Tasks to perform ->
1 – Do the statements below agree with the text on loneliness and health? For each of (a), (b) and (c), answer yes or no and quote the deciding words. (a) The Brigham Young University researchers analyzed data from 148 studies. (b) Isolation was found to be about as harmful as obesity. (c) The usual risk factors account for all heart disease.
2 – Answer each question from the text on loneliness and health, one line per answer:
(a) What average length of time did the 148 pooled studies cover?
(b) At which university do the social psychologists who studied group membership work?
(c) What is the title of Robert D. Putnam's book?
3 – List every one of the usual heart disease risk factors that the text on loneliness and health names in its list of them.

This phenomenon, called ‘stress cardiomyopathy’, is extraordinarily common; an emotional upset, such as the loss of a loved one, causes heart dysfunction and failure in people without previous heart disease.

As with Monjack, the heart muscle weakens, causing it to literally break. Those left behind die of a broken heart-largely due to loneliness.

Of all the potential risk factors, our cover story this month shows that loneliness is the greatest of all. Heart expert Dr Dean Ornish has discovered that every so-called lifestyle risk factor laid at the door of cardiovascular disease by the medical community has less to do with having a heart attack than simple loneliness. All the usual risk factors-smoking, obesity, a sedentary lifestyle and high-fat diet-only account for half of all heart disease.

No single environmental or dietary risk factor appears to be more important than isolation-from other people, from our own feelings and from a higher source. In that sense, heart disease-like a goodly number of other illnesses-can be viewed as a disease of being on our own.

Researchers at Brigham Young University were so intrigued by such statistics that they pooled and analyzed data from 148 studies comparing human interaction with health outcomes over an average of seven years. Their stark conclusion: relationships of any sort-good or bad-improve your odds of survival by 50 per cent.

Isolation was equivalent to smoking 15 cigarettes a day or being an alcoholic, and twice as harmful as obesity. And the survival advantage may be an underestimation of the benefits of healthy relationships.

Social psychologists at the UK’s University of Exeter have shown that the most important predictor of health-even more than diet and exercise-is the number of groups to which you belong, particularly if you have strong relationships within them. The greater your group membership in voluntary social organizations such as religious groups or unions, the lower your risk of death from all causes.

“As a rough rule of thumb,” wrote Harvard political scientist Robert D. Putnam in his book Bowling Alone (Simon & Schuster, 2002), “if you belong to no groups but decide to join one, you cut your risk of dying over the next year in half.”

This research demonstrates something fundamental about the human experience-or, indeed, the experience of all living beings. The need to move beyond the boundaries of our individual selves is more vital than any diet or exercise programme; it protects against the worst toxins and greatest adversity. This connection is the most fundamental need we have because it generates our most authentic state of being.

Despite our propensity for one-upsmanship and competition, our most basic urge always is to connect. May your year be full of joy and health for you-primarily through connection.

Data for review ->
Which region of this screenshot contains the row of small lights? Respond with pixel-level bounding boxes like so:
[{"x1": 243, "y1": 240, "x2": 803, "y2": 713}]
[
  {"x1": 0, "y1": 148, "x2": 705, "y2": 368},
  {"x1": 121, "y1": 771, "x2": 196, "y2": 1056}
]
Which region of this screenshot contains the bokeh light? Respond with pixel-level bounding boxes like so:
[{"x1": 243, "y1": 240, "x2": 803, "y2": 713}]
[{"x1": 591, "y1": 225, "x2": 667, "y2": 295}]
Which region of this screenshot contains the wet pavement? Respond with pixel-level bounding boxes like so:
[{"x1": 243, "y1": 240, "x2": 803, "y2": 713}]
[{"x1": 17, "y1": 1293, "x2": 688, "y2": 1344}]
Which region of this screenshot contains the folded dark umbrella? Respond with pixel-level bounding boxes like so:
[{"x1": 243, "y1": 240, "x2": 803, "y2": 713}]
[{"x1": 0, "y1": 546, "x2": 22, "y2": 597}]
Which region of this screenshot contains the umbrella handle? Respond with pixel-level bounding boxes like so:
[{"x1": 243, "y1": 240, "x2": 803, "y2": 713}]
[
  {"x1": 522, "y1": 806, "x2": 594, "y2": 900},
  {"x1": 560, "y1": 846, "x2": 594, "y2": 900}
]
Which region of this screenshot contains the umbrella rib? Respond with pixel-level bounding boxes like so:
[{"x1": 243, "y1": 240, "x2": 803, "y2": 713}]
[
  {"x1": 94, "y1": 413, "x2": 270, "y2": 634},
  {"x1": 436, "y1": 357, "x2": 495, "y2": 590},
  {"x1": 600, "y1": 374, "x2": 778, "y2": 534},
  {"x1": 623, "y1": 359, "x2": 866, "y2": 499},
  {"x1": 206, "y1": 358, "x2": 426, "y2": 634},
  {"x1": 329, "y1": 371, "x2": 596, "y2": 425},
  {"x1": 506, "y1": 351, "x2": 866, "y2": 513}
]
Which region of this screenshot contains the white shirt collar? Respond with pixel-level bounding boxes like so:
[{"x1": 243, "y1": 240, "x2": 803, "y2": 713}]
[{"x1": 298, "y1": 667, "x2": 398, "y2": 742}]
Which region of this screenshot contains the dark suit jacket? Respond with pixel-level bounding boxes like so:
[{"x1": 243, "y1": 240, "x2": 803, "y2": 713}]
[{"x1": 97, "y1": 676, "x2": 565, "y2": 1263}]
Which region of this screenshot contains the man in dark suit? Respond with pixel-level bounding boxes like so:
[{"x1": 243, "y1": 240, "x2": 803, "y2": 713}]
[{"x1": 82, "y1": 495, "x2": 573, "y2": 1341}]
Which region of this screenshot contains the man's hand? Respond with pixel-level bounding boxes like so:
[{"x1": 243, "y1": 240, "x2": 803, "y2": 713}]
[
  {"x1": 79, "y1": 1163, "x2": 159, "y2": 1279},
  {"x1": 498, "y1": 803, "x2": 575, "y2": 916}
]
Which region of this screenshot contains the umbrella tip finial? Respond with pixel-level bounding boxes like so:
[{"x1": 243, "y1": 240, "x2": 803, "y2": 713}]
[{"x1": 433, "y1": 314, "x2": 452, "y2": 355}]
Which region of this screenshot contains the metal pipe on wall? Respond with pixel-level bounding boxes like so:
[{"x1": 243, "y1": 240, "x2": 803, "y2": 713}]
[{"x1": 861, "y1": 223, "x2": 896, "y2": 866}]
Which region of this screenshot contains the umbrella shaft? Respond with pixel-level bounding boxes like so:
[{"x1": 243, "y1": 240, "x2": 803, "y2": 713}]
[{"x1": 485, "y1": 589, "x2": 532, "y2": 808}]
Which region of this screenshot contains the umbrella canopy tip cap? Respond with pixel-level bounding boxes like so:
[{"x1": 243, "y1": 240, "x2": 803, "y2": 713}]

Written responses ->
1 –
(a) Yes: "pooled and analyzed data from 148 studies"
(b) No: "twice as harmful as obesity"
(c) No: "only account for half of all heart disease"

2 –
(a) Seven years
(b) The UK's University of Exeter
(c) Bowling Alone

3 –
- Smoking
- Obesity
- A sedentary lifestyle
- High-fat diet